Locate every line in the material below that contains the string "paved" and copy each of those lines. Matching is case-sensitive.

○ ○ ○ ○ ○

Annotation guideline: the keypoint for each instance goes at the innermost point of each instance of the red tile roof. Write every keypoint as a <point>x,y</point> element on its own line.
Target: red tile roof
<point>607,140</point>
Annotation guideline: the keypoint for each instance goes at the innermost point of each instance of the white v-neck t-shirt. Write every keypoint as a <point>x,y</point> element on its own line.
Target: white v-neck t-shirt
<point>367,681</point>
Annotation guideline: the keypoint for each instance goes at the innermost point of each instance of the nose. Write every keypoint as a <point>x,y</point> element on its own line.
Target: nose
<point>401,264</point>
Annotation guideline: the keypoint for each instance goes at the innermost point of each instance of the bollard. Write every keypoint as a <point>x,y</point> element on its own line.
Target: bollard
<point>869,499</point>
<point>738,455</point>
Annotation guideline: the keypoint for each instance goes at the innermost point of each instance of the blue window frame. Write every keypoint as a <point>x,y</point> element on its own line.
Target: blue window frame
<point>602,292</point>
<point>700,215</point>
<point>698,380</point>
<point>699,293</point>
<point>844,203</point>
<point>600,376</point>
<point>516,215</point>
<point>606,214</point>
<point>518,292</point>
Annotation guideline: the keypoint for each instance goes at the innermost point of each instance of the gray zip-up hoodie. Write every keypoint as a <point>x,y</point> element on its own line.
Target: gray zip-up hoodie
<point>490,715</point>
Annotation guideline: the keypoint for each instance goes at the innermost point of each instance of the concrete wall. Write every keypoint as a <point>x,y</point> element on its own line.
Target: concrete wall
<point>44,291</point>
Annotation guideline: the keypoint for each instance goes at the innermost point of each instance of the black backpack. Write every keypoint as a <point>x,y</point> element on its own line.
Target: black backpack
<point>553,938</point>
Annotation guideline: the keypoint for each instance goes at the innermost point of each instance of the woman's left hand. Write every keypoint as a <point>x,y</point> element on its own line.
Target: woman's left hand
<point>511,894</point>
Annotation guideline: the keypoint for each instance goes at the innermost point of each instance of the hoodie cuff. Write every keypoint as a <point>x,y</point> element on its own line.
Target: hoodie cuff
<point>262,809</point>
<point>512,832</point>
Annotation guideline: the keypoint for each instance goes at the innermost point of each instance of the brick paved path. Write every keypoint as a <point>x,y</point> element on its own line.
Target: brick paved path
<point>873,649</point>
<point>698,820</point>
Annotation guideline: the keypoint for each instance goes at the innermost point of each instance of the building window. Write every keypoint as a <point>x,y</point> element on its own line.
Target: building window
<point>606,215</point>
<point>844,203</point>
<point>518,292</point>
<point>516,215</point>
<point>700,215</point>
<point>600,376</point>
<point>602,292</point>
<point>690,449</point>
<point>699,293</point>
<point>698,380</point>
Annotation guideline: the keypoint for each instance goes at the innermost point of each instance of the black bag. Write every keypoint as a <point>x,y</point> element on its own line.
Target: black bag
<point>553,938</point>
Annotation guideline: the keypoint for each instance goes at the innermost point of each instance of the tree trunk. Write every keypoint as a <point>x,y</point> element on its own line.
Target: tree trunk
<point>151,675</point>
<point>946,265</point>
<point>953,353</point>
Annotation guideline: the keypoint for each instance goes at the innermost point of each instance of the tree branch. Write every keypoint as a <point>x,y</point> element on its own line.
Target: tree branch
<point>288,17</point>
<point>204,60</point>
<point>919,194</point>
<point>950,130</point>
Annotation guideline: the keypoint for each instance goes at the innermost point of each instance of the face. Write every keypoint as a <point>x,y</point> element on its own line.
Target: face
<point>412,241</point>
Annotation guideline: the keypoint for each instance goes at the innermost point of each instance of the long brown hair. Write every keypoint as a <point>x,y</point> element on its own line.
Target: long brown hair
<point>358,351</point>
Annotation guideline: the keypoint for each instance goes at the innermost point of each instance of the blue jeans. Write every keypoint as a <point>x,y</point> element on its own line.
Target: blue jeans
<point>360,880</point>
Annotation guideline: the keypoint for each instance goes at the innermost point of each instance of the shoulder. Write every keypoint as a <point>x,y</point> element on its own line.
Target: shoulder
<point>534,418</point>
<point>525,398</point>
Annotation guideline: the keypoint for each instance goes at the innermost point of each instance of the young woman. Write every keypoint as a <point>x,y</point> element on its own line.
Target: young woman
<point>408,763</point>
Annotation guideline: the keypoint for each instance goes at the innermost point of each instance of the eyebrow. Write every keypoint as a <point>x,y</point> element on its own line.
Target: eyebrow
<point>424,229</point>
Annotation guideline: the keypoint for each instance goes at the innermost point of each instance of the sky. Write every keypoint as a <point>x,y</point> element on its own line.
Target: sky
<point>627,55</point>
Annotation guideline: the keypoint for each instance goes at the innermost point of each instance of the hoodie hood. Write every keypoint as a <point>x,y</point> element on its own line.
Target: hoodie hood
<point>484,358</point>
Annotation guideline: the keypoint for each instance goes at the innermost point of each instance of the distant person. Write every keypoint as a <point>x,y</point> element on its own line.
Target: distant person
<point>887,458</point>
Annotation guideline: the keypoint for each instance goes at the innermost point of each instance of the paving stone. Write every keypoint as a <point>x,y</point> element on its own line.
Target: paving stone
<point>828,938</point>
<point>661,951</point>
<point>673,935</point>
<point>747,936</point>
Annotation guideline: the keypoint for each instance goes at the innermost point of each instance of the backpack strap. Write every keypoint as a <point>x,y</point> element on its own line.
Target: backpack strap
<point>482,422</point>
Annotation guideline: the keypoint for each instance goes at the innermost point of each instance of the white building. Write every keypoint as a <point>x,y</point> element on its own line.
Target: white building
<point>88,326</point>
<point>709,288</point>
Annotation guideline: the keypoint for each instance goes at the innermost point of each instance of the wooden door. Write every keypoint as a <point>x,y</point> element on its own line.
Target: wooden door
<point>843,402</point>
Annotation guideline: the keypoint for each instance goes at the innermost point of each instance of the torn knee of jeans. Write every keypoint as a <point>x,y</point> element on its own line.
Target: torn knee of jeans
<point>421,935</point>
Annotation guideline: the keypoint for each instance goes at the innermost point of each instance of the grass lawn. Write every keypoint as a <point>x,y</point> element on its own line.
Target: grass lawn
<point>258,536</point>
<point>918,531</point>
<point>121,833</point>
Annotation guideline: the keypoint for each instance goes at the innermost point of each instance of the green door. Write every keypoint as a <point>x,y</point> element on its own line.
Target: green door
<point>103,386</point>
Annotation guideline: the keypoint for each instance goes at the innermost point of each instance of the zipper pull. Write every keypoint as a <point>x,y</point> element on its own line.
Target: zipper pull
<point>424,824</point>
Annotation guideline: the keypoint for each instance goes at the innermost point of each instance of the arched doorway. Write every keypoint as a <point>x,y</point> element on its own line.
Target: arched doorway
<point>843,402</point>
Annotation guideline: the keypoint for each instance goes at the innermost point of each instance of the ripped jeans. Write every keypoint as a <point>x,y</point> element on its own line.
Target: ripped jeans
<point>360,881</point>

○ ○ ○ ○ ○

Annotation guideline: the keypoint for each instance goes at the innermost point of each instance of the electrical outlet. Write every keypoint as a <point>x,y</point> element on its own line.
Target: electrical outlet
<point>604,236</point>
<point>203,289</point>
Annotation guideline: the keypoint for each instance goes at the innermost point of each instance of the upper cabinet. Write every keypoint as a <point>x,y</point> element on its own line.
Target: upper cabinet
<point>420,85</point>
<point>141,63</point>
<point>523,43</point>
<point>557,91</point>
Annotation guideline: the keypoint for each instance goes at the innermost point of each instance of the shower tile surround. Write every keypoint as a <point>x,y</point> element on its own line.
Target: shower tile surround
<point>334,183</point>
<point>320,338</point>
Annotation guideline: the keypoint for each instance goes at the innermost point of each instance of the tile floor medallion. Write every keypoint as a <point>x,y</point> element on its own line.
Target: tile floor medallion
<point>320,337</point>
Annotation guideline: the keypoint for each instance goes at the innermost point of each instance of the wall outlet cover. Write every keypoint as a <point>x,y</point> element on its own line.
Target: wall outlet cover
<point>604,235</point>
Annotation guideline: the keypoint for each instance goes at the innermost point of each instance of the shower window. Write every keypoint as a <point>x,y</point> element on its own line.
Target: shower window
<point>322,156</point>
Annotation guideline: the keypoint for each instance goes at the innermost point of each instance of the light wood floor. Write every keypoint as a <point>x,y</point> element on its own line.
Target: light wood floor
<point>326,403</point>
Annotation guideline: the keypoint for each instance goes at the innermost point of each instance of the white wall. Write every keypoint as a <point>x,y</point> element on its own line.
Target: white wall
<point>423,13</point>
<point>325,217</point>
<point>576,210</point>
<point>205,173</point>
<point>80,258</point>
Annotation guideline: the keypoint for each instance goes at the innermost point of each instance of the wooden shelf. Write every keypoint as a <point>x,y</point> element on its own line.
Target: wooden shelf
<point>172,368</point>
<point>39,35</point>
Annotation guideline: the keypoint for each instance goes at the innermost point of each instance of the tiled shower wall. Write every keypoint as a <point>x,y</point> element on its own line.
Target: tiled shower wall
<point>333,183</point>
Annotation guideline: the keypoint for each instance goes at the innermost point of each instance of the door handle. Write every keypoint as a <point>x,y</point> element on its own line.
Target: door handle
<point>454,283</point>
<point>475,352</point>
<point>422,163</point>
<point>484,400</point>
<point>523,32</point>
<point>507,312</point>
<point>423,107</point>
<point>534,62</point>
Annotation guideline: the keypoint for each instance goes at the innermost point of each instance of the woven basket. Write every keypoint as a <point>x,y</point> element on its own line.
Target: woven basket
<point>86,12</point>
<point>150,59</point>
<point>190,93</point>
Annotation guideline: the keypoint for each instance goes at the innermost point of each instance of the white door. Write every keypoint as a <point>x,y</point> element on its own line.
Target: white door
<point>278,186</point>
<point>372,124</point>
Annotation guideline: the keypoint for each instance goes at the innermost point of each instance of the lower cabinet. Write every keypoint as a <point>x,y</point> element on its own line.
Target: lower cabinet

○ ○ ○ ○ ○

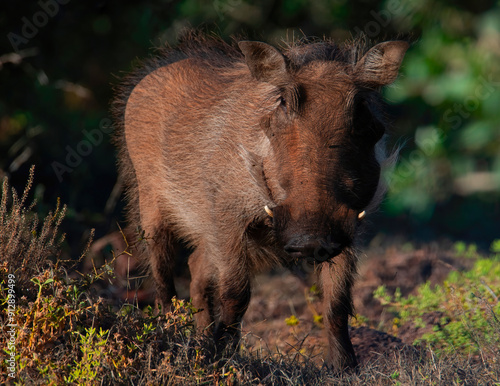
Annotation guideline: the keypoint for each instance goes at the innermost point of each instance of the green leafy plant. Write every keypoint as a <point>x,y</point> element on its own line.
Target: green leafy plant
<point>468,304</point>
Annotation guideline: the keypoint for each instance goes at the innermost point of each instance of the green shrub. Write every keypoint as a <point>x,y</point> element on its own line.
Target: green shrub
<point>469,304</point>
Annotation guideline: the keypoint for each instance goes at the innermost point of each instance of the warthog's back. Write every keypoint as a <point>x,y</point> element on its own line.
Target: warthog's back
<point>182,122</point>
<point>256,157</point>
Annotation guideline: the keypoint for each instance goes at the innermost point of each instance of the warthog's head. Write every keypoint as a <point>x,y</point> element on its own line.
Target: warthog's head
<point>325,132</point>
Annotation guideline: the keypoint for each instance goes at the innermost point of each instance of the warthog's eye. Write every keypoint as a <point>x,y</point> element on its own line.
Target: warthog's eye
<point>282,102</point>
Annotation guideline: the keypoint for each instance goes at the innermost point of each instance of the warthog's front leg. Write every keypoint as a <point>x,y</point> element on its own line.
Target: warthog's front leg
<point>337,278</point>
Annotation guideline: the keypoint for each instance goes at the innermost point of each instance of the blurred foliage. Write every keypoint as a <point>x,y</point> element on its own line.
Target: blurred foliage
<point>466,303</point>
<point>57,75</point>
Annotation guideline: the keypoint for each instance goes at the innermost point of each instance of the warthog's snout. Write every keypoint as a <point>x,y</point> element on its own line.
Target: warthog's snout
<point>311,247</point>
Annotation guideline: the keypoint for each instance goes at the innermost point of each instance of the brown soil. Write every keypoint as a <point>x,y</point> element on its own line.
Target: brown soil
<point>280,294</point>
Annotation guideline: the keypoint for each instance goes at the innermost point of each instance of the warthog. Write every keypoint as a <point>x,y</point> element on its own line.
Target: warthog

○ ○ ○ ○ ○

[Answer for this exercise]
Annotation guideline: the keypoint for each instance goes at the innermost point of each instance of the brick paved path. Write every keypoint as a <point>x,y</point> element on its own line.
Target: brick paved path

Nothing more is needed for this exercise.